-------- QUOTED TEXT

The statistics are accessible via REST API.

.. graphviz::

    digraph G {
    rankdir=LR;
    WEB [
        label="WEB",
        shape=rectangle,
        color=grey,
        style=filled,
        width=1.5,
        height=3,
    ]
    WEB -> REST [label="(1) HTTP request"];
    REST -> WEB [label="(6) HTTP response"];


    subgraph cluster_invenio_stats {
        fontsize = 20;
        label = "Invenio Stats";
        style = "solid";
        REST [
            label="Statistics\nREST API\n/api/stats/",
            shape=rectangle,
            width=1.5,
            height=3,
        ]
        Query [label="Aggregation\nQuery", shape="Msquare"]
        REST -> Query [label="(2) query"];
        Query -> REST [label="(5) statistics"];
    }
    Elasticsearch [label="Elasticsearch", shape="cylinder", height=2];
    Query -> Elasticsearch [label="(3) query"];
    Elasticsearch -> Query [label="(4) stats"];
    }

Not every statistic of interest has to be derived from Elasticsearch. It is
possible to retrieve statistics by just running and SQL query on the database.

----------------
-------- EXTRACTED RECORDS

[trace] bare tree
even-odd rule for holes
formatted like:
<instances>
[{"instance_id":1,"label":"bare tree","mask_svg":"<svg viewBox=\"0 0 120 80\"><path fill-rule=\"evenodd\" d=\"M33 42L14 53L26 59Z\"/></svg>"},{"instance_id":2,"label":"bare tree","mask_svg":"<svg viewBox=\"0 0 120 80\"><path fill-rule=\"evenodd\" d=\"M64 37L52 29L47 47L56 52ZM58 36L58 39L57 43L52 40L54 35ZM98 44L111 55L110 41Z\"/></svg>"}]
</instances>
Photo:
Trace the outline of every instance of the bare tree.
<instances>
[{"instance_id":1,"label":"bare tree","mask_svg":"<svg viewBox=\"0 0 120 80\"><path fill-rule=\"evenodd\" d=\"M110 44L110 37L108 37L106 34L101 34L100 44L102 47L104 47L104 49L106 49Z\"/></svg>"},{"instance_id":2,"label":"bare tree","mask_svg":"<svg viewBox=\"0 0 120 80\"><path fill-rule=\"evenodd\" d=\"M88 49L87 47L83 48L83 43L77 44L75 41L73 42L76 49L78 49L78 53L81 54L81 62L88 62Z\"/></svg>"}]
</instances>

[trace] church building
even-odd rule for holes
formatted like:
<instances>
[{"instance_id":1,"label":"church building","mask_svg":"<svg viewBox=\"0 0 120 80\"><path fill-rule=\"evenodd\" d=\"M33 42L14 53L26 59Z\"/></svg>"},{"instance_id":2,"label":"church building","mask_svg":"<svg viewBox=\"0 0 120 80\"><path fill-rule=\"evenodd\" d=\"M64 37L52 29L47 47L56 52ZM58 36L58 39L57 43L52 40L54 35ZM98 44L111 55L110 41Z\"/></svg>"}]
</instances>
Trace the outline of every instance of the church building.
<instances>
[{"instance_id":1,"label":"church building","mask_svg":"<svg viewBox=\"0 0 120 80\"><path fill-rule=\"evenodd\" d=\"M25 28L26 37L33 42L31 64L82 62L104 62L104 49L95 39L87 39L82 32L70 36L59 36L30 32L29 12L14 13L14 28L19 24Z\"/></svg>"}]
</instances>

----------------

EXERCISE REQUIREMENTS:
• a. Transcribe the stretch of the Invenio Stats text from "Not every statistic" through "on the database.".
• b. Go on with the Invenio Stats documentation, picking up after its final sentence.

ANSWERS TO THE TASKS:
• a.
Not every statistic of interest has to be derived from Elasticsearch. It is
possible to retrieve statistics by just running and SQL query on the database.

• b.
Examples:

* number of users per community.

* number of records per collection.

* number of records under embargo.

* number of new files per month.

Elasticsearch is mainly used for events which happen very often and thus
generate a big volume of data. Invenio-Stats provide components to easily
generate statistics out of events previously aggregated in Elasticsearch.